(Natural-language object grounding data)

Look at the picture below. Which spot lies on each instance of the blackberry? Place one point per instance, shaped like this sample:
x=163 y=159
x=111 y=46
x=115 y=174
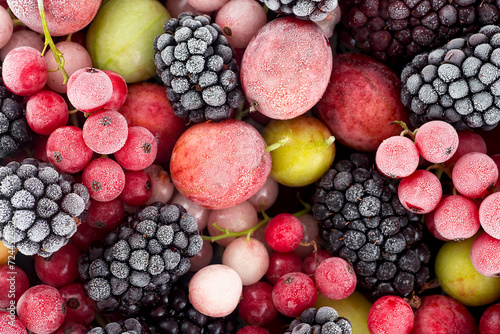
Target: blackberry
x=362 y=220
x=174 y=313
x=39 y=207
x=322 y=320
x=128 y=326
x=197 y=66
x=134 y=263
x=14 y=129
x=392 y=31
x=314 y=10
x=458 y=83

• WHAT YOU NEED TO DO:
Exactly as written, restate all of the data, leaving out the images.

• TASK RESPONSE:
Look at the picture below. Which spot lies on each instance of the blackberry? Place one point per instance, shaped like this sample:
x=163 y=159
x=111 y=46
x=115 y=174
Target: blackberry
x=362 y=220
x=174 y=313
x=39 y=207
x=322 y=320
x=128 y=326
x=197 y=66
x=134 y=263
x=14 y=129
x=392 y=31
x=314 y=10
x=458 y=83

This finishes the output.